→ EXERCISE DIRECTIONS: All of the data is to be written out again exactly, without the pictures.

Natural-language object grounding data
/---

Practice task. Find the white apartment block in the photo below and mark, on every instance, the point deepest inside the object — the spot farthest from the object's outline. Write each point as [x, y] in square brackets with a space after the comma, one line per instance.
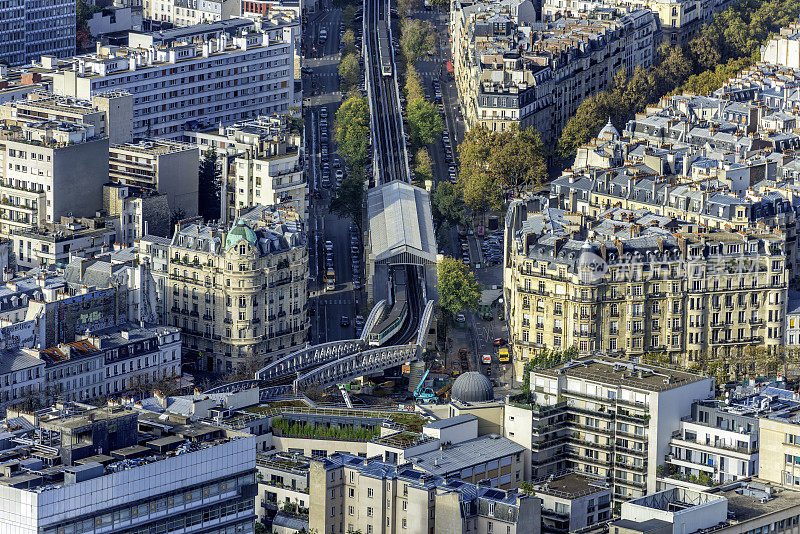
[605, 418]
[260, 163]
[191, 12]
[32, 28]
[187, 83]
[159, 165]
[111, 114]
[49, 169]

\---

→ WRITTEN ANSWER:
Practice task. Find the white apartment block in the photo below and mark, on every instance, the point deepest inside the object — the spot farthest from the object's outline. Write each point as [x, y] in square brackets with a space after the comma, one line per instance.
[605, 418]
[260, 163]
[191, 12]
[32, 28]
[187, 83]
[159, 165]
[111, 114]
[49, 169]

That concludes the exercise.